··· PROVIDED TEXT
Wouldn't most of the 'complete dumb idiot' questions have been asked already, though? By this point, I reckon you're at the stage where a lot of info may be... specialist, shall we say? So, you've got the situation where however experienced people are in general, there's something about the specific situation that their experiences may not cover. The best Mage might know stuff all about... to be on-topic, disease prevention?
The problem is, every edition as writers and publishers we have to think about new players. While we use and pull from older source material, we can't really expect every player to be familiar with them. So when you're referencing something from an older edition like, say, Bug City, or Dunklezahn's assassination, or the Nightwraith Incident, the Nanosecond Buyout, Deus, Year of the Comet, the Artifact Rush, Super Tuesday, Sam Verner, the Mana Storms in Australia, Yomi Island in Japan, Kid Stealth's custom cyberlegs, Argent, Jack Skater, Hatchetman, Cyberzombies, the Night of Rage, UGE, Goblinization, decking naked with program carriers, Boosted Reflexes, FAB...
······
··· PROVIDED RECORDS
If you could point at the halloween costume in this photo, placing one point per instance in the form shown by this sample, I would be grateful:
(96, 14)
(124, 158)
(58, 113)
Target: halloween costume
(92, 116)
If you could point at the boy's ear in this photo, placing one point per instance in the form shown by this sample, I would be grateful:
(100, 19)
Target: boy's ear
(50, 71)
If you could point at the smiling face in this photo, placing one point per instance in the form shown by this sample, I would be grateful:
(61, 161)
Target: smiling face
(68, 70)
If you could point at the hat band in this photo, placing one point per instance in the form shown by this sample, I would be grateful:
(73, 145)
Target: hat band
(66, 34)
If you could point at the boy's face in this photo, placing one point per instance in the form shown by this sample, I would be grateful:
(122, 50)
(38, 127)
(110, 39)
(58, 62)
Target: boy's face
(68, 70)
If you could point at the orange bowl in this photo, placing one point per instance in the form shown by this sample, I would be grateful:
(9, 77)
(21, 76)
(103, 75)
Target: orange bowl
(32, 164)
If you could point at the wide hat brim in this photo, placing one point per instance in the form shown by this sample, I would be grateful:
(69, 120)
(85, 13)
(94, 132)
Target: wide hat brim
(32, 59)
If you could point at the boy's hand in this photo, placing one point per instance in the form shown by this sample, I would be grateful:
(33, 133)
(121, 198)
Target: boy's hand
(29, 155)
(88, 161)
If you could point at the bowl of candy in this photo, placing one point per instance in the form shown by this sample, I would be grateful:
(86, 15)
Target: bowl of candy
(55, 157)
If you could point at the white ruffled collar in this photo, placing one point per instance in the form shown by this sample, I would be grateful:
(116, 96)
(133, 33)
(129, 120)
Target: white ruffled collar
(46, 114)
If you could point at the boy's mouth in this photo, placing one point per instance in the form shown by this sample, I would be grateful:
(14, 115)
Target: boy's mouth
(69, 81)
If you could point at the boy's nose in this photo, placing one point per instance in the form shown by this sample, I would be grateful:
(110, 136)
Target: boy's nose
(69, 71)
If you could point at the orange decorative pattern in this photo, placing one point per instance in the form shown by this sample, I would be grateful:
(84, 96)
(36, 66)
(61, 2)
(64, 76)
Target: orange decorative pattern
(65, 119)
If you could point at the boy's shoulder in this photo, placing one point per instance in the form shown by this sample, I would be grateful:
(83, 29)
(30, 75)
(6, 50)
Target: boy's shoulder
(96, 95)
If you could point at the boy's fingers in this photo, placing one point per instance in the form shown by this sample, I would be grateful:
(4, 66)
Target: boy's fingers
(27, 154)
······
PROBLEM SET |
**A)** In the provided text, switch "Mage" to "Decker" and give the stretch from "Wouldn't most of" through "on-topic, disease prevention?".
**B)** In the provided text, what do writers and publishers have to think about with every edition?

COMPLETED EXERCISE |
**A)**
Wouldn't most of the 'complete dumb idiot' questions have been asked already, though? By this point, I reckon you're at the stage where a lot of info may be... specialist, shall we say? So, you've got the situation where however experienced people are in general, there's something about the specific situation that their experiences may not cover. The best Decker might know stuff all about... to be on-topic, disease prevention?

**B)** New players.